Exercise: Provide the records once more, identical to the original.

◆ ◆ ◆ ◆ ◆

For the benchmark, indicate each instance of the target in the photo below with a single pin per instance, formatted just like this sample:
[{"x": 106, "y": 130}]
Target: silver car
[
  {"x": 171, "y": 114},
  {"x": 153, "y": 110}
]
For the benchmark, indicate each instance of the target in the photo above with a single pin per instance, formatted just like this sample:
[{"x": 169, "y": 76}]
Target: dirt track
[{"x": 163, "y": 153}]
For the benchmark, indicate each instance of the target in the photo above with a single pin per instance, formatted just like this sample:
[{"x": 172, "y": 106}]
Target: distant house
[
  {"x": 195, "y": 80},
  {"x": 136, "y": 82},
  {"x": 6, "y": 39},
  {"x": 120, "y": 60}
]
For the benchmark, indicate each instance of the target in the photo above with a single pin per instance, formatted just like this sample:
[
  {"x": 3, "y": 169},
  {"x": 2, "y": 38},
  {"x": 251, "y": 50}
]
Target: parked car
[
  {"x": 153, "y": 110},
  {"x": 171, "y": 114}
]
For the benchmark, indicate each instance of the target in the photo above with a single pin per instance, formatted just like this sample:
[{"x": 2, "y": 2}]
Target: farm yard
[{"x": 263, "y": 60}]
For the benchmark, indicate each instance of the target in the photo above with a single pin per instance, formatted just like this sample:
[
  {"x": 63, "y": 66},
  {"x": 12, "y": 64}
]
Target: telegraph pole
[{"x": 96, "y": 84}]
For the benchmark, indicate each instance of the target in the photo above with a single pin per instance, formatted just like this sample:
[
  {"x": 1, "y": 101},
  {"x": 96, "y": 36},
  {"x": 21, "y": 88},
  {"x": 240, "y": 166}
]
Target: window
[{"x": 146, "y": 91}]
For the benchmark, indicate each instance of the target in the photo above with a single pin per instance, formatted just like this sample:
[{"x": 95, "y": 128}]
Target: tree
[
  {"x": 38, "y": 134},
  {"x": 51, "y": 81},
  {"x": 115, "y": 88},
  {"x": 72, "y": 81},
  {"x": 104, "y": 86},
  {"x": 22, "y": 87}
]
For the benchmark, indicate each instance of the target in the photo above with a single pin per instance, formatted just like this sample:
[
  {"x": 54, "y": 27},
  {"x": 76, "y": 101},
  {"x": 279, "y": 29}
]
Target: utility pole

◆ ◆ ◆ ◆ ◆

Response to the task:
For the benchmark, indicate each instance of the target in the photo below with a single pin per instance, formatted just like this sample:
[{"x": 106, "y": 130}]
Target: silver car
[
  {"x": 171, "y": 114},
  {"x": 153, "y": 110}
]
For the benchmark, indicate each instance of the target in the photo above with a single pin per instance, formatted just like this sample:
[{"x": 169, "y": 76}]
Target: dirt track
[{"x": 163, "y": 153}]
For the benchmark, indicate each instance of the target in the photo above with a single pin per instance, formatted just like this sample:
[{"x": 172, "y": 106}]
Target: distant house
[
  {"x": 195, "y": 80},
  {"x": 136, "y": 82},
  {"x": 6, "y": 39},
  {"x": 120, "y": 60}
]
For the benchmark, indicate each instance of the target in the photo above with a single pin per instance, formatted just like this sample:
[
  {"x": 3, "y": 169},
  {"x": 2, "y": 38},
  {"x": 251, "y": 50}
]
Target: parked car
[
  {"x": 153, "y": 110},
  {"x": 171, "y": 114}
]
For the benchmark, indicate each instance of the target in the photo above with a single pin per instance, formatted just like this sample:
[{"x": 2, "y": 2}]
Target: farm yard
[{"x": 263, "y": 60}]
For the benchmark, indicate each instance of the target in the photo above with a single pin per instance, formatted just like this sample:
[
  {"x": 63, "y": 66},
  {"x": 12, "y": 64}
]
Target: telegraph pole
[{"x": 96, "y": 84}]
For the benchmark, indicate each instance of the target in the photo above with a single pin per instance, formatted just like this sample:
[
  {"x": 1, "y": 101},
  {"x": 96, "y": 36},
  {"x": 21, "y": 88},
  {"x": 240, "y": 166}
]
Target: window
[{"x": 146, "y": 91}]
For the benchmark, indicate each instance of the target in the photo above with a single pin per instance, formatted just like this sample:
[{"x": 95, "y": 128}]
Target: tree
[
  {"x": 38, "y": 134},
  {"x": 51, "y": 81},
  {"x": 115, "y": 88},
  {"x": 72, "y": 81},
  {"x": 104, "y": 86},
  {"x": 22, "y": 87}
]
For the benchmark, indicate each instance of the target in the photo above with a single pin per instance, formatted just like this sample:
[
  {"x": 54, "y": 27},
  {"x": 76, "y": 101},
  {"x": 279, "y": 29}
]
Target: utility pole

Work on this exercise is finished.